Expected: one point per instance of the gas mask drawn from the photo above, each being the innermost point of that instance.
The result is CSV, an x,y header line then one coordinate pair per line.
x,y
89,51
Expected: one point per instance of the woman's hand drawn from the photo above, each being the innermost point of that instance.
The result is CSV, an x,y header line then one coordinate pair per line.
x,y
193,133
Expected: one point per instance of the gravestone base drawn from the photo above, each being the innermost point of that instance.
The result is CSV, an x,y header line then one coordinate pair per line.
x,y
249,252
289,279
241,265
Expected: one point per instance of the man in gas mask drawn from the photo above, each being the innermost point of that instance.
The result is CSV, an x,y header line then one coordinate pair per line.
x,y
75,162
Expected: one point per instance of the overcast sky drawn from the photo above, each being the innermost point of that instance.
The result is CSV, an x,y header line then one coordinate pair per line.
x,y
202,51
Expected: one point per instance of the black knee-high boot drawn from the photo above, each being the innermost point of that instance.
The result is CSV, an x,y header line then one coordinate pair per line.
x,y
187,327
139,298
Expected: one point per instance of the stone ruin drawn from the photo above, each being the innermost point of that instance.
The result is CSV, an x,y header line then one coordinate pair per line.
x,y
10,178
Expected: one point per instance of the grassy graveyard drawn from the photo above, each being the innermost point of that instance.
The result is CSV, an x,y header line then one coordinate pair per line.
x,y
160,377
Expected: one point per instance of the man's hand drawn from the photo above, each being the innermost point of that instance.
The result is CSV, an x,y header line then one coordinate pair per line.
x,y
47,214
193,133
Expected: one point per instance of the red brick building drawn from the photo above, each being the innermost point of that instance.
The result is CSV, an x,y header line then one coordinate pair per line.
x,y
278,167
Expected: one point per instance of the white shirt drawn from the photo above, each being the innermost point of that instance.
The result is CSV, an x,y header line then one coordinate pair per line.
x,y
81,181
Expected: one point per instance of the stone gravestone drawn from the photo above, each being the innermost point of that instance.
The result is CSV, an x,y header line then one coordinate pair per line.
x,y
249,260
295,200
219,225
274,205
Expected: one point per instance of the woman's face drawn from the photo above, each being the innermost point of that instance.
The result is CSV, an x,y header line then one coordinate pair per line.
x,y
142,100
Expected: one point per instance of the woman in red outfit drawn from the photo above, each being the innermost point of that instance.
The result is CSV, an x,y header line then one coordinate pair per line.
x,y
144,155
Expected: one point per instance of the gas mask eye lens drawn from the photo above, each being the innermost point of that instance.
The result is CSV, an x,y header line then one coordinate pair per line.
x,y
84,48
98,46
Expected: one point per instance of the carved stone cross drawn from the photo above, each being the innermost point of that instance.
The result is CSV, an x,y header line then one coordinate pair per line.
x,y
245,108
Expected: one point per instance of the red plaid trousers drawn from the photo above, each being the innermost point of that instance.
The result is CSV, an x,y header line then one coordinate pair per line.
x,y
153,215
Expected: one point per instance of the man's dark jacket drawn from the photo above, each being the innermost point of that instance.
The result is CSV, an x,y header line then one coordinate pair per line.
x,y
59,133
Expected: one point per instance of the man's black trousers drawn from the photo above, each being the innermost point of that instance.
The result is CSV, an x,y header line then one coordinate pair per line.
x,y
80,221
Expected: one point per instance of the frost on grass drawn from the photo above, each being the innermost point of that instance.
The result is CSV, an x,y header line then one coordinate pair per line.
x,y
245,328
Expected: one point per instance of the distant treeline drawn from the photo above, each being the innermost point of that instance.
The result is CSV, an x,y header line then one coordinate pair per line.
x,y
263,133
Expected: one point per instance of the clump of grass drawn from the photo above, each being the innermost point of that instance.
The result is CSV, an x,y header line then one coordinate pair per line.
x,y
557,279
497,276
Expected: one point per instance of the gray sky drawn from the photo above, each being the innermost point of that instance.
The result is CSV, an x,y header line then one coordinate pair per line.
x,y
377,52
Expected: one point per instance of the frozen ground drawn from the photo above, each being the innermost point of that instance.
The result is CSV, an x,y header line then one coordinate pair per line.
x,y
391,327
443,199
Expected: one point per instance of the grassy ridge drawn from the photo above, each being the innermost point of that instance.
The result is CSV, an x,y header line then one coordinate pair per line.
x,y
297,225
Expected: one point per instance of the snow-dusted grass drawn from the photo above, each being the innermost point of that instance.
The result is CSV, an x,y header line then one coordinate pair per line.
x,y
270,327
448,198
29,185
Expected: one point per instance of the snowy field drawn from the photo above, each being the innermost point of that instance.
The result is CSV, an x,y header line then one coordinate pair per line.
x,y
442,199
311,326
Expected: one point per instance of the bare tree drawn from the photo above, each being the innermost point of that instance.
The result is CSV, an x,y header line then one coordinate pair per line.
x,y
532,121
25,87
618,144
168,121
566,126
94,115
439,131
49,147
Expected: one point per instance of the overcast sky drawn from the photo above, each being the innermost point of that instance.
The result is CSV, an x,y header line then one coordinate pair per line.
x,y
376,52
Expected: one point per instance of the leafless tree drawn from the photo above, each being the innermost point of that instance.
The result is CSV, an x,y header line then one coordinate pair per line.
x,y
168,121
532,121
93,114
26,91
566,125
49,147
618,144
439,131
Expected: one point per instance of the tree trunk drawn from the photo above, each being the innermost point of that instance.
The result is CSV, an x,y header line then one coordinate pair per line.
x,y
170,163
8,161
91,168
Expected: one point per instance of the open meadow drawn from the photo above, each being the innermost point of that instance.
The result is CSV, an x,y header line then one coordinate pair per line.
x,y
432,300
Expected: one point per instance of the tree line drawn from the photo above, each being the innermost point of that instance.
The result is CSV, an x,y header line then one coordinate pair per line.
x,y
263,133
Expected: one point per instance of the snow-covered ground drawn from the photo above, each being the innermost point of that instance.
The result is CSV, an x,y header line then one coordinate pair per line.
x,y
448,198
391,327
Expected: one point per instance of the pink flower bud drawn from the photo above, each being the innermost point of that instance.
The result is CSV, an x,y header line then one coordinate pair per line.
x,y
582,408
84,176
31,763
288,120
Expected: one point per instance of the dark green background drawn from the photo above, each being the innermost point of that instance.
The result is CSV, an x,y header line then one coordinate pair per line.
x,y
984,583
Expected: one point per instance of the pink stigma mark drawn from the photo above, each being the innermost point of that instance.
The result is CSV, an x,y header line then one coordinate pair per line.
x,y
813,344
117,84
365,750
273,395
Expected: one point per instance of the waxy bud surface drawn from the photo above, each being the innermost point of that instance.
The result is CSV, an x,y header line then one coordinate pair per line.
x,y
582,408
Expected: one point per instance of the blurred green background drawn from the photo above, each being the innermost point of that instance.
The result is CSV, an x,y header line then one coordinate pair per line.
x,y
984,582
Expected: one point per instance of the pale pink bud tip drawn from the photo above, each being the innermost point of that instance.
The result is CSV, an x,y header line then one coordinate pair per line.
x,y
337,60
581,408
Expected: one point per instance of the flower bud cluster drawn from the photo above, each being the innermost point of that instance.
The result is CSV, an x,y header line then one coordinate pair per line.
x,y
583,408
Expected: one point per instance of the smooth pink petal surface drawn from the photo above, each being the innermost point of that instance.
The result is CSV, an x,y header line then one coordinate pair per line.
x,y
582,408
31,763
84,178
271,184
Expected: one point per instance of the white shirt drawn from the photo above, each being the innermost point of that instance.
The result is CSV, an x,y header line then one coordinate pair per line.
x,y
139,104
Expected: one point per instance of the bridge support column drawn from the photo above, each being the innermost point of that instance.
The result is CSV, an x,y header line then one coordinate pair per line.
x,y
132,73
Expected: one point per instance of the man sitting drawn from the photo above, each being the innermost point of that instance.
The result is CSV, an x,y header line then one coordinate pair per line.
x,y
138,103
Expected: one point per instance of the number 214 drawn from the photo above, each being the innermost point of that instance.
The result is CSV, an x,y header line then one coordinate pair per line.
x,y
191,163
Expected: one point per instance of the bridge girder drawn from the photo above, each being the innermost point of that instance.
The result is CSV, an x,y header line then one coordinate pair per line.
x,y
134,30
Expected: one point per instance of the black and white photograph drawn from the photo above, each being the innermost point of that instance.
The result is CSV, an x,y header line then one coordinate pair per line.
· · · ·
#### Work required:
Write out the lines of the items word for word, starting with the line that contains "Expected: one point per instance of the bridge girder" and going on through the last line of the items.

#### Final result:
Expected: one point per instance of the bridge girder drawn from the photo above, each being the innermost point of that instance.
The result is CSV, an x,y header line then one coordinate pair per line.
x,y
134,30
Expected: one point per instance of the black and white photograph drawn from the photo above, each being the innermost point of that instance.
The result is CSV, an x,y header line then one coordinate pair per line.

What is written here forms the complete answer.